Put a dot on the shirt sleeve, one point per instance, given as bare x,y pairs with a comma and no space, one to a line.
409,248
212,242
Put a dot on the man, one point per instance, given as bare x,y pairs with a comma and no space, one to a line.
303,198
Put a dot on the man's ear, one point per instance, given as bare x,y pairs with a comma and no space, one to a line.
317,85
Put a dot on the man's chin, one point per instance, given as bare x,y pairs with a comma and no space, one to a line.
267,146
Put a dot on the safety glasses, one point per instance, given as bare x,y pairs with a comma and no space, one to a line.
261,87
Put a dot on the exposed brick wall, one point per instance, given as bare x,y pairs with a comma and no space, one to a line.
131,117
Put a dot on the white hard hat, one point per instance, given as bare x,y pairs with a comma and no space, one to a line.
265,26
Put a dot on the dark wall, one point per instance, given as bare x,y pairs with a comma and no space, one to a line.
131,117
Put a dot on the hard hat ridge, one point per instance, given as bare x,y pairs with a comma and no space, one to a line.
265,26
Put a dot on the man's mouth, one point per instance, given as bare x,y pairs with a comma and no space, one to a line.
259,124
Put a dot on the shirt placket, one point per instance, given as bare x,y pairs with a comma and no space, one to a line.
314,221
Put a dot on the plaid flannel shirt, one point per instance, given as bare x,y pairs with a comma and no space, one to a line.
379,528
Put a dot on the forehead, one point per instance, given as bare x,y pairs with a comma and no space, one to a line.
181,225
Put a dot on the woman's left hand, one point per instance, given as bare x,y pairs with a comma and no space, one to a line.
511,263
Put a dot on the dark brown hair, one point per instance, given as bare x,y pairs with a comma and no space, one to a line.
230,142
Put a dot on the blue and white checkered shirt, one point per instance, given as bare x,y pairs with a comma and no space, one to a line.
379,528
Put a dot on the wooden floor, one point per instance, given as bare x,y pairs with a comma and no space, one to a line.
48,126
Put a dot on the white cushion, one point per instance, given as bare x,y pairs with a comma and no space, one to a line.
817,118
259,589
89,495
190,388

-*-

» PROBLEM DESCRIPTION: Set down exactly the line that holds "Put a dot on the woman's" and all lines after it to the end of the data.

» RESPONSE TO THE TASK:
Put a dot on the woman's left hand, one point per instance, given as bare x,y pairs with a comma and no space, one to a line.
511,263
Put a dot on the dark brown hair, one point per instance, given as bare x,y pairs with a comma and no space, one to a line.
230,142
Put a dot on the blue and white checkered shirt, one point per instance, given as bare x,y pairs with a comma and no space, one to a line.
379,528
Put a dot on the wooden floor, one point per instance, given as bare x,y pairs with a comma and no space, one to a line.
48,126
Put a dot on the white cushion, one point per instance, given as bare x,y pairs with a comma and no space, one to a line.
817,118
259,589
89,495
190,388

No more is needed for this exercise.